→ 练习目标: 统计下方列表中含有字符串“sleeve”的行数（区分大小写），只给出该数字。

→ 提取数据:
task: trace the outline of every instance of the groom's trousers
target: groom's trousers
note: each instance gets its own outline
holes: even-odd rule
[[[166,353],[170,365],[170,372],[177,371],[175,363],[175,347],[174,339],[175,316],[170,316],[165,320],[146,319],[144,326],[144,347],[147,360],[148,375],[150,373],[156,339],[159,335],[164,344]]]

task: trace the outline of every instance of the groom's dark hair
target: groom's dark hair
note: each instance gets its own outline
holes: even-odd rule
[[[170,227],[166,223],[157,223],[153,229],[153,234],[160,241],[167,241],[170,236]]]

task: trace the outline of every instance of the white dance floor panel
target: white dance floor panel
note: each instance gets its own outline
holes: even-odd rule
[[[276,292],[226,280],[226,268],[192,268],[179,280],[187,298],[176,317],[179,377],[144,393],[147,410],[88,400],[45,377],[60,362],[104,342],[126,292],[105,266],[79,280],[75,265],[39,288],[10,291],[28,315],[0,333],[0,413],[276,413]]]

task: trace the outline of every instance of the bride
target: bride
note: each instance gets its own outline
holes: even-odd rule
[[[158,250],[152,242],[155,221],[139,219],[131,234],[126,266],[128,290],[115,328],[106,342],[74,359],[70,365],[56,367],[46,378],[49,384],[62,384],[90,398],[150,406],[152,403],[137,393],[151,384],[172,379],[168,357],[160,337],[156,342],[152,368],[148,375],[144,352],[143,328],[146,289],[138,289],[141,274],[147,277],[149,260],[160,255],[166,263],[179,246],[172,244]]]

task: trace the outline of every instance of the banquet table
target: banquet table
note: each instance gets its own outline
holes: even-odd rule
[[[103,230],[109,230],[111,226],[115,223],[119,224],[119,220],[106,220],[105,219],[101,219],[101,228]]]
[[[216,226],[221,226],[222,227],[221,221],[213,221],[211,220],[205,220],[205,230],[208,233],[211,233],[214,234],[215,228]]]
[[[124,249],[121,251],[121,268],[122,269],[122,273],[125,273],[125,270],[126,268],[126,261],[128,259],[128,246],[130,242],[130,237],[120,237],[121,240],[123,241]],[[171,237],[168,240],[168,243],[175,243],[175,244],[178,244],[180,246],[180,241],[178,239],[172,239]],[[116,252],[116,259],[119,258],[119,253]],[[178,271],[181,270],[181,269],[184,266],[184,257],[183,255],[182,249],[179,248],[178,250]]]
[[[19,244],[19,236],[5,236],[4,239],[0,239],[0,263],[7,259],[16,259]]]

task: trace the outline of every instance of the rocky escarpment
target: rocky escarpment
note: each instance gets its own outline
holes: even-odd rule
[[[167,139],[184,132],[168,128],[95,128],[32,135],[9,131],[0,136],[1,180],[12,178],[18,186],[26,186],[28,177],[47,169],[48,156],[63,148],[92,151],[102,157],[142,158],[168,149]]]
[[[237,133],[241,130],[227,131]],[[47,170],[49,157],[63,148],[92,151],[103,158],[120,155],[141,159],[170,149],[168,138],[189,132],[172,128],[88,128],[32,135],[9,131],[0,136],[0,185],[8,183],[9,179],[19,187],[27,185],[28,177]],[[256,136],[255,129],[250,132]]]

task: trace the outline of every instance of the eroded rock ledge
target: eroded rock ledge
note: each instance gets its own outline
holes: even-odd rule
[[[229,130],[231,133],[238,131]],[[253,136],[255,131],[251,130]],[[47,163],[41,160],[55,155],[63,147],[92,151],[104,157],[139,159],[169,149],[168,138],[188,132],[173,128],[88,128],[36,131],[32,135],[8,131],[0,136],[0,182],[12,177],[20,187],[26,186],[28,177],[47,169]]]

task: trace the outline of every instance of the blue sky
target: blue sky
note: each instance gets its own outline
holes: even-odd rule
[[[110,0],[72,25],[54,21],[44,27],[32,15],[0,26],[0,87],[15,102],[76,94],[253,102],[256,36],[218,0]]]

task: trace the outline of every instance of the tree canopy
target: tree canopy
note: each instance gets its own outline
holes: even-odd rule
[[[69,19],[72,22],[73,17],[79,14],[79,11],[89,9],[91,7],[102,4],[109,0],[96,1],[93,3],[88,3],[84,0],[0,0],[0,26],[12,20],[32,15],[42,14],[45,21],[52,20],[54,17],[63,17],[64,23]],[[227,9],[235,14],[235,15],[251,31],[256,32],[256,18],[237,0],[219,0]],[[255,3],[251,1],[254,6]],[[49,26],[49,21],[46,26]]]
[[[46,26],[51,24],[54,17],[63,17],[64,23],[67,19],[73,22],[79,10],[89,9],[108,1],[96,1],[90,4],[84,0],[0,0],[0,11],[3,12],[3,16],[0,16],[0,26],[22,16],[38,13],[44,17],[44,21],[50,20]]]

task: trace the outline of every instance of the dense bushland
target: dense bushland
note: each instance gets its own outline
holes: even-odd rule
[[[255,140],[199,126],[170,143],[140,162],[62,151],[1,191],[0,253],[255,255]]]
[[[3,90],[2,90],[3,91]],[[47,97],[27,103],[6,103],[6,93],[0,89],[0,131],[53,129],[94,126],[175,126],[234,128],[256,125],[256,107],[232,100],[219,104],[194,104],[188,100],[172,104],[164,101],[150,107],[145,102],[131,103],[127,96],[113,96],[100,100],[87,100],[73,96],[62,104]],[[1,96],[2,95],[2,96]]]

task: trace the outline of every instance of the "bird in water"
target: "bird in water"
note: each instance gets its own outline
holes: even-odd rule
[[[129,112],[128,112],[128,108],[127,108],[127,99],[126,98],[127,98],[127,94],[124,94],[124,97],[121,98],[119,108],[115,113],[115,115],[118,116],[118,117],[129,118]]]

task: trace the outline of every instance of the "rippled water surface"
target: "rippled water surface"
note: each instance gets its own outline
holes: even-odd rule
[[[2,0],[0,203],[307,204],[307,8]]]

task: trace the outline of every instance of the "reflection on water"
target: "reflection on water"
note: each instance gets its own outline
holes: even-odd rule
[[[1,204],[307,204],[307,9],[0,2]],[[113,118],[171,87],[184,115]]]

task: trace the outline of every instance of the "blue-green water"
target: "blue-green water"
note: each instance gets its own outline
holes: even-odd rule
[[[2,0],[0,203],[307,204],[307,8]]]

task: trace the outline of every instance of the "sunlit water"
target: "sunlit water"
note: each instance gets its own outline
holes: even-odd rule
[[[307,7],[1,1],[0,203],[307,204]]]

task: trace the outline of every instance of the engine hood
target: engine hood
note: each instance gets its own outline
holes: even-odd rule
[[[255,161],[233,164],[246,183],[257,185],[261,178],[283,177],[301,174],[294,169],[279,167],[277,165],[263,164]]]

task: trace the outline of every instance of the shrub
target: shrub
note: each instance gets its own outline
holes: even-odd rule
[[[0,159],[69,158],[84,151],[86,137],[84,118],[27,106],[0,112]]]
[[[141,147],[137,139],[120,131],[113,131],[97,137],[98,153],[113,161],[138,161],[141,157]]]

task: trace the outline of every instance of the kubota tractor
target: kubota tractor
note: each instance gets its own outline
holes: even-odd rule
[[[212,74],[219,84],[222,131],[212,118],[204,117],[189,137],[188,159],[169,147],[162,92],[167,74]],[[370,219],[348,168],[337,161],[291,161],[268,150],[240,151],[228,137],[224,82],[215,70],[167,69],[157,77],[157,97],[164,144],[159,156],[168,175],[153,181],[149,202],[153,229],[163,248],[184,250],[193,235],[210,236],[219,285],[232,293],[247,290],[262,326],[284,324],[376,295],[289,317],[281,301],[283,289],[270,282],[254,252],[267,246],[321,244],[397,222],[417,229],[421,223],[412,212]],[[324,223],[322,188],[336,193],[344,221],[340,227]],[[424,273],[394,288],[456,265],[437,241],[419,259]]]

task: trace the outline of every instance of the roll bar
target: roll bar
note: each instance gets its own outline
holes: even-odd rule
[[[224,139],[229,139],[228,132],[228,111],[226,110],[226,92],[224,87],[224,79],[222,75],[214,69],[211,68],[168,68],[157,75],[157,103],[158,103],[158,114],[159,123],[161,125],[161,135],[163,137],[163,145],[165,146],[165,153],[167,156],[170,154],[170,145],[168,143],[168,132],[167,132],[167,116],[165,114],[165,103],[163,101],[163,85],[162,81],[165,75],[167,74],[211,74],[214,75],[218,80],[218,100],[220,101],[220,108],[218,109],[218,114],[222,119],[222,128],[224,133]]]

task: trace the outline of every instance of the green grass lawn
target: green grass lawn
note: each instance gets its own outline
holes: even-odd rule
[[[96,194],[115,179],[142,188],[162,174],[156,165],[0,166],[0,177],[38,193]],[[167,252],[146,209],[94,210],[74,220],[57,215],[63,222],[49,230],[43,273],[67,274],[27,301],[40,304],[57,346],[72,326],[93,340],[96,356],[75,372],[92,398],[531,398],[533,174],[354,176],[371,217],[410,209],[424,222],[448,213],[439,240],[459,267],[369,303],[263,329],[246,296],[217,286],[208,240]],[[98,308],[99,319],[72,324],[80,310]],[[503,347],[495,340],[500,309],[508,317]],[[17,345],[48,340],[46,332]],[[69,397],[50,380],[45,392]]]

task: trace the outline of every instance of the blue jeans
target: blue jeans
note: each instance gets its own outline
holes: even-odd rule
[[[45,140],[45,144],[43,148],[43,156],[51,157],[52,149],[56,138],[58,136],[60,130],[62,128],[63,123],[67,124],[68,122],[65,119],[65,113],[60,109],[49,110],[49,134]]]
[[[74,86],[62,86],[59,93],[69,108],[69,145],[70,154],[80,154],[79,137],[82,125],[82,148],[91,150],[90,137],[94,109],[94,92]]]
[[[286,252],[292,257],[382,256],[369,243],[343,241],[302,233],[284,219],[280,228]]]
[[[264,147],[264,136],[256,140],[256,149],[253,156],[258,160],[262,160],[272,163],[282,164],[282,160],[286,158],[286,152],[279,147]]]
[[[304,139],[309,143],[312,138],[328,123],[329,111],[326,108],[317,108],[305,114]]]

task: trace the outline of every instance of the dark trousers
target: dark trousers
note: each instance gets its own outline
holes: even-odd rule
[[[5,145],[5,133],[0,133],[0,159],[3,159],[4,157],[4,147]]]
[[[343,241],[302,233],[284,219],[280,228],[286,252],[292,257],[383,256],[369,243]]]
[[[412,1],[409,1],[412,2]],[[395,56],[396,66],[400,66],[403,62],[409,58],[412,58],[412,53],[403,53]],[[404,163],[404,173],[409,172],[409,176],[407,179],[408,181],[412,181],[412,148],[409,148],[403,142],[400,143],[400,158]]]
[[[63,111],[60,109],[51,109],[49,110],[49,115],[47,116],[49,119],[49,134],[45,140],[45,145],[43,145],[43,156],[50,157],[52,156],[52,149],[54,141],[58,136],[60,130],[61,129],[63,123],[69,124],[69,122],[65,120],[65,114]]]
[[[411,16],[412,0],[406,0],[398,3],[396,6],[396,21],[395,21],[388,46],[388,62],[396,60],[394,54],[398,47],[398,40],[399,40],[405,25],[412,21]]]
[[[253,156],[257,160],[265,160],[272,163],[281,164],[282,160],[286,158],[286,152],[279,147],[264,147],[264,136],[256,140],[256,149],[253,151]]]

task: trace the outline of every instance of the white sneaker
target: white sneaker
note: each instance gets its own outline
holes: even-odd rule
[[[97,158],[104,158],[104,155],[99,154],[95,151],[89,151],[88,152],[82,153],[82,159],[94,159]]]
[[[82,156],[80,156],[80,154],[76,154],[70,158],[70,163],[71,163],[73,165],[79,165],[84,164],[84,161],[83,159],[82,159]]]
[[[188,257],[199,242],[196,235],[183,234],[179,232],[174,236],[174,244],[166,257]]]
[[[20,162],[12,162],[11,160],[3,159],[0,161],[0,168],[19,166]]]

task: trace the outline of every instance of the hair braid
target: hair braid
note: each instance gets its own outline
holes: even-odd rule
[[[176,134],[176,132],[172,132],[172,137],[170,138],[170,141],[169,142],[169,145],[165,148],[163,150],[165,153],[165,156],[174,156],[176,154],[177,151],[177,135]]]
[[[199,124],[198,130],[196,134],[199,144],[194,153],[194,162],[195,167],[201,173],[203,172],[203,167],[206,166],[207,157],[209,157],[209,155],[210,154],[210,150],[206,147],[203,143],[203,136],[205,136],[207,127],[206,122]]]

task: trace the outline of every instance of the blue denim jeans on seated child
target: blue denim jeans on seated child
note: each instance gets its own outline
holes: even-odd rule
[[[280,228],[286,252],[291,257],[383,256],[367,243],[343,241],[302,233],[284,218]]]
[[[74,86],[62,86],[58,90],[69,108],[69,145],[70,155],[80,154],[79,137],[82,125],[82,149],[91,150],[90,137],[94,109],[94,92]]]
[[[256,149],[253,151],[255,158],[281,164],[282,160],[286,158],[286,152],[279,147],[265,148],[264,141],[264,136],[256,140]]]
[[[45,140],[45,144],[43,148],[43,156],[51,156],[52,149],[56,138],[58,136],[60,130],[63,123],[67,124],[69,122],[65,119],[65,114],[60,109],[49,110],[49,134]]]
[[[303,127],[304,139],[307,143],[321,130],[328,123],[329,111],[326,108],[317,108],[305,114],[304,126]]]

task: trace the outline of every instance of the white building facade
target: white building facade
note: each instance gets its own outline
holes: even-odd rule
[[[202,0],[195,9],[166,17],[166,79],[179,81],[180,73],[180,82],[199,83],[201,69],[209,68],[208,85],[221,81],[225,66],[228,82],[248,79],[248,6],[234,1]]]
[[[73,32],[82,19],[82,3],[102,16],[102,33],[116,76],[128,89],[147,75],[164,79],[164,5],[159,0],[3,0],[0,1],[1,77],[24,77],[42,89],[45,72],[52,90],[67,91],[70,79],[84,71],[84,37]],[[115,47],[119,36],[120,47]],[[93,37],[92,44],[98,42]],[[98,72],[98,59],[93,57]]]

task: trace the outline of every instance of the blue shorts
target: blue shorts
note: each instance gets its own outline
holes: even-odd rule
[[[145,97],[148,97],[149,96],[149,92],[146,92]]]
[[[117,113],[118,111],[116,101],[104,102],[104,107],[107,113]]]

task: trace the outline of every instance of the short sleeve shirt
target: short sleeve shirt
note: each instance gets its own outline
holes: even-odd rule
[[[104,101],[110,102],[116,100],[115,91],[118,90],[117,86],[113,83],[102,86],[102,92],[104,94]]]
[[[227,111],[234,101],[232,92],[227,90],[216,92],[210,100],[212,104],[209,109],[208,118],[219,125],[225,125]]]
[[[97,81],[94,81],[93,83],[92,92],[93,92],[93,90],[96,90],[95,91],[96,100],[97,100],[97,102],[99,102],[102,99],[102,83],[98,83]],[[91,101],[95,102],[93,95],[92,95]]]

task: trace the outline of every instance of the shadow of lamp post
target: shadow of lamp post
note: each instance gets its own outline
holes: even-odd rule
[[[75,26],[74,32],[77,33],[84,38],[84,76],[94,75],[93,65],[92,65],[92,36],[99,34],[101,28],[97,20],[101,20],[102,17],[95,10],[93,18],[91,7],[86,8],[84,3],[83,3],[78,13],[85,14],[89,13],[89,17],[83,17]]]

→ 练习结果: 2